Stored data
——

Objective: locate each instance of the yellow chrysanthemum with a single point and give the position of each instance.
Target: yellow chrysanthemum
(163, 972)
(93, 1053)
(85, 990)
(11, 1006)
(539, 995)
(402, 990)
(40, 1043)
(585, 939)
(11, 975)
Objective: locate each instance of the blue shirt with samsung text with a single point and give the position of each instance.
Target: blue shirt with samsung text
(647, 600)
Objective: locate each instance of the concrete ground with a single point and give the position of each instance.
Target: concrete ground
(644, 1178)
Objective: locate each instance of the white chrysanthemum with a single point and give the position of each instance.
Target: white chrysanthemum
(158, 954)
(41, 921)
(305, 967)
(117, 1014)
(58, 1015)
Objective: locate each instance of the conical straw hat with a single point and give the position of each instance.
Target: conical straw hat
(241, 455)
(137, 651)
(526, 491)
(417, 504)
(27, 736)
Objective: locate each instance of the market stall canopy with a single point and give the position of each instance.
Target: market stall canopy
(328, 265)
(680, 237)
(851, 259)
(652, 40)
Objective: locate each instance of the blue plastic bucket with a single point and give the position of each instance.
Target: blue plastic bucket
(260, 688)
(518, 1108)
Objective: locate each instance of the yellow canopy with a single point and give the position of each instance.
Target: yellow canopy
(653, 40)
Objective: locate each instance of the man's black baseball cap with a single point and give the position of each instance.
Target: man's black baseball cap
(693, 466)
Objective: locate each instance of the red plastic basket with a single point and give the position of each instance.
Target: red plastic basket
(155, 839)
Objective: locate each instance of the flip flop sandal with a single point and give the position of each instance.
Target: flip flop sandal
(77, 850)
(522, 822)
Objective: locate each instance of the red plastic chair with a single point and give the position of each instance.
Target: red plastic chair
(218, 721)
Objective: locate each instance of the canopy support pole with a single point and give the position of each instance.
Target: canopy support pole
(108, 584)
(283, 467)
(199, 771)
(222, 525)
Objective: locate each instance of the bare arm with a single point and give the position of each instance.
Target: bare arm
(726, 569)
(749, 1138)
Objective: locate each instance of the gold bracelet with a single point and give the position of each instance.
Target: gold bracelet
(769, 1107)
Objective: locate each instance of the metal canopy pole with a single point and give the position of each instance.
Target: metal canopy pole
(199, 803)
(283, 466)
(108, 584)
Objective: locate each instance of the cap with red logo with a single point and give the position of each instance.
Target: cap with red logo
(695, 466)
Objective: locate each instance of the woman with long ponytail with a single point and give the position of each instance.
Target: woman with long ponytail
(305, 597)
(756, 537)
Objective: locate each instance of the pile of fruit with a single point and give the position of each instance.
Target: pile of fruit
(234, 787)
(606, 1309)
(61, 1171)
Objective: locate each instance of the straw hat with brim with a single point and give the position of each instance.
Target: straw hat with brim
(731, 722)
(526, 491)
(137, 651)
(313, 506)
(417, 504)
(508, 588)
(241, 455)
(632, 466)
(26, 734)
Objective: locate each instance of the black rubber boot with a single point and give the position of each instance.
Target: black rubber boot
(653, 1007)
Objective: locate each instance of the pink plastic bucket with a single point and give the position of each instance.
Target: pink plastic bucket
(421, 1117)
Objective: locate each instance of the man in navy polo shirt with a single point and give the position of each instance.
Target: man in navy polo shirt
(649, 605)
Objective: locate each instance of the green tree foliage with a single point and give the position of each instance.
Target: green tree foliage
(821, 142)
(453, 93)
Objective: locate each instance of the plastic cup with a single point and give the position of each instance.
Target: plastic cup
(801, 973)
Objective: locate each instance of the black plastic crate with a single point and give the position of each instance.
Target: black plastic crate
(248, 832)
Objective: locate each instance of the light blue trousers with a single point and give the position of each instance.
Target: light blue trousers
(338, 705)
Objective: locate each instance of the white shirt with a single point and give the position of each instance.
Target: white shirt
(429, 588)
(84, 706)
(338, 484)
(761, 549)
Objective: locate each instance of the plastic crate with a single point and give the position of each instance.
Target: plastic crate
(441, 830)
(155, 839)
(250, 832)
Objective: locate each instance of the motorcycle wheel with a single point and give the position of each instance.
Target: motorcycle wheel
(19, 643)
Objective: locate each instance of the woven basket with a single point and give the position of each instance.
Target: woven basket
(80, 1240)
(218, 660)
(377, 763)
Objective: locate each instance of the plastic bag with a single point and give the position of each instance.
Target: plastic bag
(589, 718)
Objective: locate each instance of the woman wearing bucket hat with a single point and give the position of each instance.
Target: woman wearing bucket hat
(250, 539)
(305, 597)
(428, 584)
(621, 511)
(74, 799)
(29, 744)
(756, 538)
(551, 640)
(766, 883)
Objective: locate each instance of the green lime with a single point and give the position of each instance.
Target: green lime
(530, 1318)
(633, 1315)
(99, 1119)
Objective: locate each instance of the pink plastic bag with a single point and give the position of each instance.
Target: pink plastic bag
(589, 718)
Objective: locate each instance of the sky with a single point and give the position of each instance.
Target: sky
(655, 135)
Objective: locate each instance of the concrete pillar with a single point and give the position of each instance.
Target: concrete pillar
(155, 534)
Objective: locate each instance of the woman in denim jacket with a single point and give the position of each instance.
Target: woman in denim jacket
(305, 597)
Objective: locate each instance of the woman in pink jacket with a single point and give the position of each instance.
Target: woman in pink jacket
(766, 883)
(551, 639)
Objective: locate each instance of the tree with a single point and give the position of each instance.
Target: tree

——

Prompt
Reproduce each record exactly as it appears.

Solved problem
Objective: locate each instance of the yellow chrysanthemum with a single point and give the position of each instance.
Target: yellow chrysanthemum
(163, 972)
(93, 1053)
(85, 990)
(11, 1006)
(539, 995)
(402, 990)
(40, 1043)
(585, 939)
(11, 975)
Objective: locate each instance of the blue shirt with samsung text with a single point and give the position of each instance.
Target: blue shirt with samsung text
(647, 600)
Objective: locate each instance of the concrete ground with a single point and give the position of each instance.
Target: concrete ground
(644, 1178)
Objective: locate each instance of the white chrysanthemum with a single point and give the position of each instance.
Target: white chrysanthemum
(158, 954)
(41, 921)
(305, 967)
(117, 1014)
(58, 1015)
Objective: locate each instance of the conical straw hat with a single point and give the position of each instance.
Target: conical straw hat
(241, 455)
(137, 651)
(526, 491)
(417, 504)
(27, 736)
Objective: locate each instance of the market stall canopy with a single point and give the position of each instance.
Target: market stall canopy
(328, 265)
(680, 237)
(851, 259)
(652, 40)
Objective: locate each instance of the blue plastic bucket with a single point and give the position of each instance.
Target: blue plastic bucket
(260, 688)
(518, 1108)
Objective: locate each instance of the yellow canopy with a single point and give the position of each instance.
Target: yellow canopy
(653, 40)
Objective: locate each instance of the man's black baseball cap with a single point and give the position of each instance.
Target: man's black baseball cap
(693, 466)
Objective: locate each instance of the red plastic basket with a single point and give the position of each instance.
Target: red plastic basket
(155, 839)
Objective: locate each instance of the flip flop sandal with a single point and give the position of each instance.
Target: flip flop sandal
(77, 850)
(522, 822)
Objective: locate each instance of the red plastic chair with a single point and give the position of each instance.
Target: red plastic chair
(218, 721)
Objective: locate each instance of the canopy support pole with a single point and give the position of each instance.
Target: canopy support pole
(108, 584)
(283, 467)
(199, 771)
(222, 525)
Objective: locate each instance of the bare arm with a single point and give the position of each instance.
Target: bare arm
(726, 569)
(749, 1138)
Objective: locate each instance of the gold bracelet with a single point and give the position of each instance.
Target: gold bracelet
(769, 1107)
Objective: locate each instance of the metal canopy pole with a single point and give the position of each instance.
Target: metal canopy pole
(199, 803)
(283, 466)
(108, 584)
Objective: locate each instance of the cap with red logo with a single point and give the position of each instance.
Target: cap with red logo
(695, 466)
Objective: locate each instance of the woman with long ponytail with a single point and give the position of each instance.
Target: woman with long ponytail
(305, 597)
(756, 537)
Objective: locate each instance of the pile of fruit with a single point and give the position of each instance.
Target: pile of fruit
(234, 787)
(606, 1309)
(61, 1171)
Objective: locate each instance of the straw hat with brim with a single point and give the position of each instance.
Target: straw hat with brim
(731, 722)
(526, 491)
(137, 651)
(313, 506)
(417, 504)
(508, 588)
(241, 455)
(632, 466)
(26, 734)
Objective: locate each instance of the black rubber boot with a single point and give the position of each instance.
Target: black rubber boot
(653, 1007)
Objective: locate each instance of the pink plastic bucket with a single point and give the position of each instance.
Target: pink plastic bucket
(421, 1117)
Objective: locate each instance of the man in navy polo shirt with a single point and give the position of each instance.
Target: man in navy polo shirt
(649, 605)
Objective: locate each instance of the green tree foliage with a single point and give the position of each instance.
Target: green tree foliage
(821, 142)
(453, 93)
Objective: locate each instance of the plastic cup with a single point and give the position of each instance.
Target: plastic cup
(801, 973)
Objective: locate each instance of the black plastic crate with a single point and give the position of each instance.
Target: black plastic crate
(248, 832)
Objective: locate each instance of the light blue trousers with a single point and give the position of each instance.
Target: light blue trousers
(338, 705)
Objective: locate each instance of the white shirt with a single point and give the position of each instance.
Target: white shirt
(429, 588)
(84, 706)
(338, 484)
(761, 549)
Objective: locate each instance of the plastic crate with a single point and give the position of each instance.
Target: plastic crate
(441, 830)
(155, 839)
(250, 832)
Objective: locate each instance of the motorcycle wheel with a single point and give the position of each instance.
Target: motorcycle wheel
(19, 643)
Objective: locate each instance of the woven basket with a single point and give the position of each instance.
Target: woven basket
(80, 1240)
(218, 660)
(377, 763)
Objective: locate each instance of the plastic bag with a single point and give the position of each instance.
Target: plastic bag
(589, 718)
Objective: locate each instance of the woman wearing bucket hat with a single point and give the position of each instance.
Target: woman wearing bucket hat
(250, 539)
(305, 597)
(428, 584)
(621, 511)
(74, 799)
(29, 744)
(756, 538)
(551, 640)
(766, 883)
Objective: locate each instance of the green lime with a single point and give the position of each instance.
Target: green lime
(530, 1318)
(633, 1315)
(99, 1119)
Objective: locate each instance of the pink plastic bag with a single point and give the position of each instance.
Target: pink plastic bag
(589, 718)
Objective: locate each instance of the sky with a single point and give the position of each instance.
Target: sky
(655, 135)
Objective: locate each instance of the concrete pillar with a single point and give the position of each instance.
Target: concrete pillar
(155, 534)
Objective: locate each instance of the woman in denim jacket with a single point and give the position of each instance.
Target: woman in denim jacket
(305, 597)
Objective: locate each instance of the woman in pink jacket with a single point and give the position of each instance.
Target: woman in pink jacket
(766, 883)
(551, 639)
Objective: locate each instance of the tree with a single point and give the position of each instance.
Target: tree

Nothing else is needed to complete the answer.